Show each line of the items below that contains the word "drawer", copying every such line in full.

□ □ □ □ □ □ □

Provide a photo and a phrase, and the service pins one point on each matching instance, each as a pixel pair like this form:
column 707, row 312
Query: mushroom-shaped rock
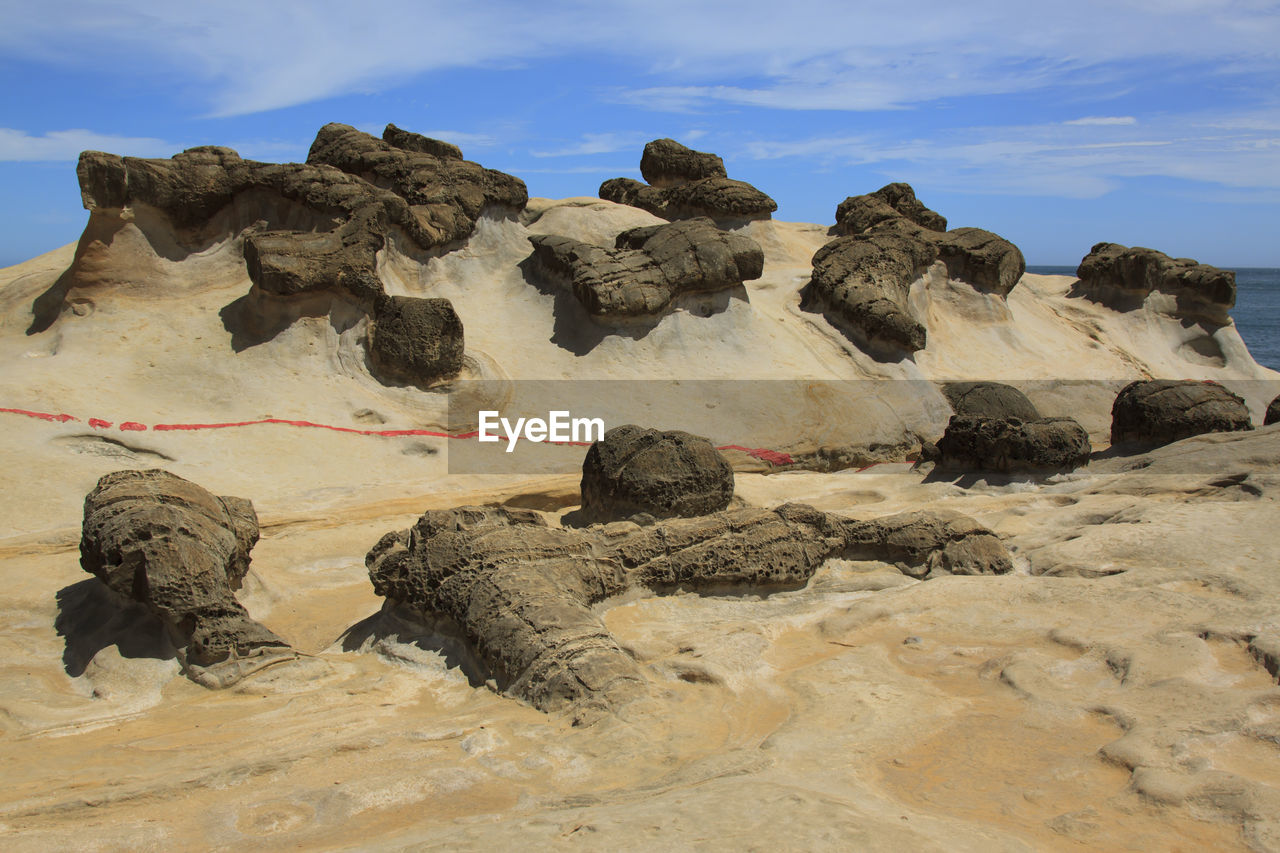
column 1013, row 446
column 416, row 341
column 862, row 284
column 685, row 183
column 649, row 267
column 988, row 400
column 1272, row 415
column 856, row 214
column 667, row 163
column 522, row 592
column 1123, row 278
column 634, row 470
column 181, row 552
column 1159, row 411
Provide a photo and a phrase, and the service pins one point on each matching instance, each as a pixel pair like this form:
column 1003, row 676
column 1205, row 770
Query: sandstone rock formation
column 1013, row 446
column 325, row 219
column 860, row 279
column 415, row 340
column 1159, row 411
column 988, row 400
column 636, row 470
column 181, row 552
column 1123, row 278
column 521, row 591
column 685, row 183
column 649, row 265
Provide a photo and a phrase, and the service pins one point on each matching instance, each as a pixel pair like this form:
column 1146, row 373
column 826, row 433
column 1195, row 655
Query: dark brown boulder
column 862, row 283
column 988, row 400
column 1013, row 446
column 1159, row 411
column 856, row 214
column 415, row 341
column 686, row 185
column 521, row 592
column 1123, row 278
column 648, row 267
column 410, row 141
column 181, row 552
column 667, row 163
column 663, row 474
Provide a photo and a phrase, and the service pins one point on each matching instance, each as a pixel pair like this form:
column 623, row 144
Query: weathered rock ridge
column 521, row 591
column 685, row 183
column 1123, row 278
column 649, row 267
column 181, row 552
column 862, row 279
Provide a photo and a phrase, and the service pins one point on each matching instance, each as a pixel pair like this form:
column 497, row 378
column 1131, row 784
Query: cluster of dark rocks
column 887, row 241
column 684, row 183
column 327, row 220
column 648, row 267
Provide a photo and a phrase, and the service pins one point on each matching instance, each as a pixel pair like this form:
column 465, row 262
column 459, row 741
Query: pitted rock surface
column 1013, row 446
column 649, row 267
column 988, row 400
column 521, row 592
column 636, row 470
column 1121, row 278
column 685, row 183
column 667, row 163
column 1159, row 411
column 860, row 281
column 415, row 340
column 181, row 552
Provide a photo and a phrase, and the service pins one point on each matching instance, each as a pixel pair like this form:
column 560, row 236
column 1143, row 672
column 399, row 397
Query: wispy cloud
column 1066, row 159
column 67, row 145
column 803, row 54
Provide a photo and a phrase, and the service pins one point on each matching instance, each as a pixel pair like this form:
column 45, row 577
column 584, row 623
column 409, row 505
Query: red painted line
column 773, row 457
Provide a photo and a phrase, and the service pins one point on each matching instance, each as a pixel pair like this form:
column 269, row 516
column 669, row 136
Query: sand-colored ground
column 1109, row 694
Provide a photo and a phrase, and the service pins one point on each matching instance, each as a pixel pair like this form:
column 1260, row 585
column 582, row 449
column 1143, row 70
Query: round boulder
column 636, row 470
column 415, row 341
column 1159, row 411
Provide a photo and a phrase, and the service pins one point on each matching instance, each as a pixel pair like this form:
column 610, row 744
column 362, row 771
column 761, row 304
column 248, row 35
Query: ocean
column 1256, row 313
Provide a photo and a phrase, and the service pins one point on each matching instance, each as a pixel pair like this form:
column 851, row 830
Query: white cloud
column 67, row 145
column 1104, row 121
column 803, row 54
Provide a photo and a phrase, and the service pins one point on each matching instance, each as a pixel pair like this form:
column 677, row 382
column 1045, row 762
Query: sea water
column 1256, row 313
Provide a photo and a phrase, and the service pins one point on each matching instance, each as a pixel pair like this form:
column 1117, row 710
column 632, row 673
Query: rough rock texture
column 1123, row 278
column 855, row 214
column 410, row 141
column 988, row 400
column 636, row 470
column 416, row 341
column 1159, row 411
column 667, row 163
column 649, row 265
column 685, row 183
column 521, row 592
column 860, row 281
column 181, row 552
column 1013, row 446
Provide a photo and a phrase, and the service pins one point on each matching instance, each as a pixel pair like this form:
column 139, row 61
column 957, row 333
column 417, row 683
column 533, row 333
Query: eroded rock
column 179, row 551
column 1159, row 411
column 636, row 470
column 1123, row 278
column 521, row 591
column 685, row 183
column 649, row 267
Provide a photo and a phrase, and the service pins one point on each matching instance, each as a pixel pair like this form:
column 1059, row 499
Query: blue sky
column 1057, row 126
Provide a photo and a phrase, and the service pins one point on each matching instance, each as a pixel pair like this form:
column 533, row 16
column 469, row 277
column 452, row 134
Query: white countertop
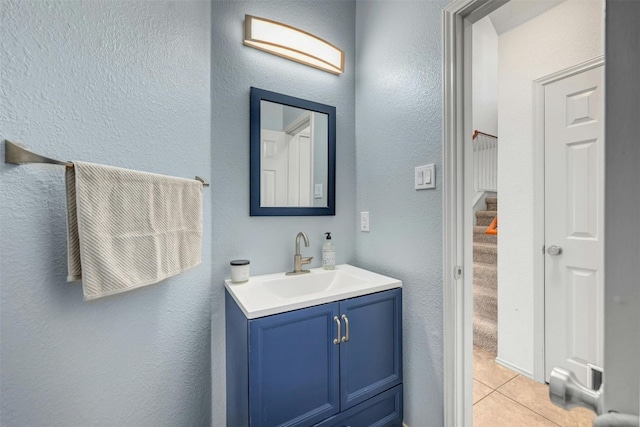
column 277, row 293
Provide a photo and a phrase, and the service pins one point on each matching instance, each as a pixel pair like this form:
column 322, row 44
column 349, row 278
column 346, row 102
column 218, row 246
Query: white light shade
column 292, row 43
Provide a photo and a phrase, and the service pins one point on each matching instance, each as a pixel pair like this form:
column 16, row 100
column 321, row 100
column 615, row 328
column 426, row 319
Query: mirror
column 293, row 155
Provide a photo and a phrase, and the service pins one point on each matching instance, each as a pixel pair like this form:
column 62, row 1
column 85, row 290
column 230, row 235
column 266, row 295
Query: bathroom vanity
column 320, row 349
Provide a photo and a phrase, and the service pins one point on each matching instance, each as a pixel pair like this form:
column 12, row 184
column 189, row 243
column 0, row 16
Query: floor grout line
column 526, row 407
column 484, row 384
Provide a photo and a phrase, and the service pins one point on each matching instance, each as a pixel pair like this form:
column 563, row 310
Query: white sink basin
column 276, row 293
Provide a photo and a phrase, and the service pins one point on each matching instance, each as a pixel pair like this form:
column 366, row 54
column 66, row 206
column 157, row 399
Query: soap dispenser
column 328, row 253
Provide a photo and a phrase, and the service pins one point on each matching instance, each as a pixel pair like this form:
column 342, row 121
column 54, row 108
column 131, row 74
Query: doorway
column 527, row 355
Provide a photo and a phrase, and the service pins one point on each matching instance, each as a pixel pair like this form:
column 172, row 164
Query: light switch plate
column 364, row 221
column 425, row 177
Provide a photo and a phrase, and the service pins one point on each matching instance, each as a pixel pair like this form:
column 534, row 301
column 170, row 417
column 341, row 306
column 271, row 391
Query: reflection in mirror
column 292, row 155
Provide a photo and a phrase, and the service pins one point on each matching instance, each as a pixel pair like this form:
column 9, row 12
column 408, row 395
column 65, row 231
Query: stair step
column 485, row 303
column 485, row 275
column 486, row 253
column 485, row 217
column 492, row 203
column 485, row 334
column 480, row 235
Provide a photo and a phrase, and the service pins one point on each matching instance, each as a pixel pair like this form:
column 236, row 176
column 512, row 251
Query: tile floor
column 504, row 398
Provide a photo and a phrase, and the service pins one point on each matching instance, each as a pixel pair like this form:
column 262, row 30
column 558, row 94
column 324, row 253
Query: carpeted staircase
column 485, row 280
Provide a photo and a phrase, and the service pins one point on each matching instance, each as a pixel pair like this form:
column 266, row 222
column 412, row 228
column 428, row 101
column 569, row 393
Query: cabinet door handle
column 336, row 319
column 346, row 328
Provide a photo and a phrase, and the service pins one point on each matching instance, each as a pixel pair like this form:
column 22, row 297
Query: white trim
column 539, row 373
column 513, row 367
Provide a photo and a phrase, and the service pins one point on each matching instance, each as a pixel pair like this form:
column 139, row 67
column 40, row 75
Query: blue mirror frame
column 258, row 95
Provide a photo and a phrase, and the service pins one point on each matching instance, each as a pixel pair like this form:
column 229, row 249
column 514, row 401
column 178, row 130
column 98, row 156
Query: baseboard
column 514, row 368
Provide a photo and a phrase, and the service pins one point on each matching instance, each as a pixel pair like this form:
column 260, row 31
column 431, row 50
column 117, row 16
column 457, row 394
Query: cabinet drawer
column 383, row 410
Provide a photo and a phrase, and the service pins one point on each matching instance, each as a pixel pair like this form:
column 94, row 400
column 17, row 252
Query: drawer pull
column 346, row 328
column 336, row 319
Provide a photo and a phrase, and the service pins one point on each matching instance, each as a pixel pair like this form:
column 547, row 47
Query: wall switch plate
column 425, row 177
column 364, row 221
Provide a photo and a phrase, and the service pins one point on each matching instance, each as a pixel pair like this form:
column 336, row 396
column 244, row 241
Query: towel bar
column 16, row 154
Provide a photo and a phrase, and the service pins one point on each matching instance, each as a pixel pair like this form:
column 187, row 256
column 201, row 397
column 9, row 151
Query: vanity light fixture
column 291, row 43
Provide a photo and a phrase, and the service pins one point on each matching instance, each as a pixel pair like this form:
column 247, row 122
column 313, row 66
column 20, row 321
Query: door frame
column 457, row 19
column 539, row 361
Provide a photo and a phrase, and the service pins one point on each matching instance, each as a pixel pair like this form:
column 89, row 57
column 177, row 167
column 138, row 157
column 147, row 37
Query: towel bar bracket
column 17, row 154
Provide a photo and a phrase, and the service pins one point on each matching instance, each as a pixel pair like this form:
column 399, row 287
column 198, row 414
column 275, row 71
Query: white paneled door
column 574, row 223
column 273, row 168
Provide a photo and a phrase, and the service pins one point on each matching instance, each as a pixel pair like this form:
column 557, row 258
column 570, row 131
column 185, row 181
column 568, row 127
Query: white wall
column 485, row 76
column 566, row 35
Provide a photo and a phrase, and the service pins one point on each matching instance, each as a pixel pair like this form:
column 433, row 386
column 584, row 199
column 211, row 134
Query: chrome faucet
column 298, row 260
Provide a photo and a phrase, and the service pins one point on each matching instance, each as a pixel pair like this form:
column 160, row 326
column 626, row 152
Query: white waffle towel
column 128, row 229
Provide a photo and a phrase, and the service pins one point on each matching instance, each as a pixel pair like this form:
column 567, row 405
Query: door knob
column 554, row 250
column 566, row 392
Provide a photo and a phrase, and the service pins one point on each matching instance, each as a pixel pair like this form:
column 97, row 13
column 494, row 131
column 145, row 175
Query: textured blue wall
column 269, row 242
column 120, row 83
column 398, row 127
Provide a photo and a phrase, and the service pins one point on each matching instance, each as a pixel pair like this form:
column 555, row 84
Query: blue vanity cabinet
column 371, row 359
column 287, row 369
column 294, row 367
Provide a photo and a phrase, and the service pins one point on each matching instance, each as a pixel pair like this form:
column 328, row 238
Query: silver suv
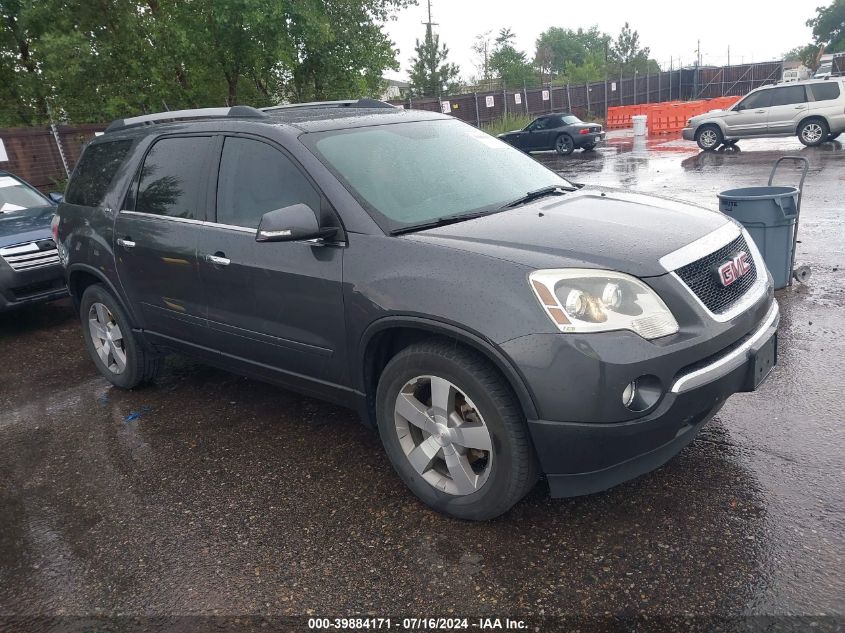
column 813, row 109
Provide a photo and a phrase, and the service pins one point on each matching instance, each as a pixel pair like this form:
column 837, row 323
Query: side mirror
column 291, row 224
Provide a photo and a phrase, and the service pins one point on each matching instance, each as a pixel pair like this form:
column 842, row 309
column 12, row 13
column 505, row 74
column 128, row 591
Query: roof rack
column 182, row 115
column 348, row 103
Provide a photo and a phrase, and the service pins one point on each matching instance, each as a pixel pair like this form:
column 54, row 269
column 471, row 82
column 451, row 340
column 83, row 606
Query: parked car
column 29, row 264
column 489, row 318
column 814, row 110
column 563, row 132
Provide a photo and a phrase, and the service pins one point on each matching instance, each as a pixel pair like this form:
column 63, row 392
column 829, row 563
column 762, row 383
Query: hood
column 25, row 225
column 615, row 231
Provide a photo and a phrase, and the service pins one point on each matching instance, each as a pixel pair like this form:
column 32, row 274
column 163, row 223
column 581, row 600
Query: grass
column 507, row 123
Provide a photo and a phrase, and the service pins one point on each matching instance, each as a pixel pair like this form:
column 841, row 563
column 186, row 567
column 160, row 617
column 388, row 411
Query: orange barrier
column 665, row 117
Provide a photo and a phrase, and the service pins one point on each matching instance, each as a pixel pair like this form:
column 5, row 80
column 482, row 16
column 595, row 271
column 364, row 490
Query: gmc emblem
column 733, row 269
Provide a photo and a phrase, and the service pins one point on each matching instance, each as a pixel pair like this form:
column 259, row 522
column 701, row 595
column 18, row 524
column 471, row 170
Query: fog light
column 629, row 393
column 642, row 394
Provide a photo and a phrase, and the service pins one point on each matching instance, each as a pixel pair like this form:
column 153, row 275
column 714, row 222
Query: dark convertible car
column 562, row 132
column 29, row 263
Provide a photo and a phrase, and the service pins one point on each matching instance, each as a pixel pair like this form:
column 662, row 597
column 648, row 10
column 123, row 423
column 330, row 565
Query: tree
column 829, row 27
column 559, row 48
column 431, row 74
column 805, row 54
column 510, row 65
column 88, row 60
column 628, row 56
column 482, row 49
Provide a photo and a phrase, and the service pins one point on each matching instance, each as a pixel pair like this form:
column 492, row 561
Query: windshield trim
column 309, row 140
column 31, row 189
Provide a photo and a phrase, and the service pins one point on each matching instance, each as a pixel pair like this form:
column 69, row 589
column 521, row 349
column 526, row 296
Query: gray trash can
column 770, row 214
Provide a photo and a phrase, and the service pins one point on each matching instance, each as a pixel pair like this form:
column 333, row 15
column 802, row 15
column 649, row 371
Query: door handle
column 218, row 260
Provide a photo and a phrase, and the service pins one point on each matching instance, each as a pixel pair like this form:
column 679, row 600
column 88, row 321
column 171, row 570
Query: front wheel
column 564, row 145
column 813, row 132
column 709, row 137
column 454, row 432
column 116, row 352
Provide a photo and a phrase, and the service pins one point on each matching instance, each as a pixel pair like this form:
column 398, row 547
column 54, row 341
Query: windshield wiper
column 552, row 190
column 447, row 219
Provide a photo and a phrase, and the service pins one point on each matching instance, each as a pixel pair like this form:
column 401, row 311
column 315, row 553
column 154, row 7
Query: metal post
column 525, row 96
column 605, row 99
column 58, row 140
column 587, row 92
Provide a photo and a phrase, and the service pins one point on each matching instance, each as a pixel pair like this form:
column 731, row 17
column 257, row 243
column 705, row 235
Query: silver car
column 814, row 110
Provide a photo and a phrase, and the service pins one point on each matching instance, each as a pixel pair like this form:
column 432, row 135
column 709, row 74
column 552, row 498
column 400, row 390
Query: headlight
column 587, row 300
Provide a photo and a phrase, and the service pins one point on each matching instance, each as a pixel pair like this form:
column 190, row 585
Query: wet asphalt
column 208, row 493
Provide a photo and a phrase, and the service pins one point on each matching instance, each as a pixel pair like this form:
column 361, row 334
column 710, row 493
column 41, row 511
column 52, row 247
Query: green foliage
column 829, row 27
column 805, row 54
column 95, row 60
column 507, row 123
column 431, row 74
column 628, row 57
column 511, row 65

□ □ □ □ □ □ □

CORRECT RESULT:
Query: cabinet drawer
Query: drawer pull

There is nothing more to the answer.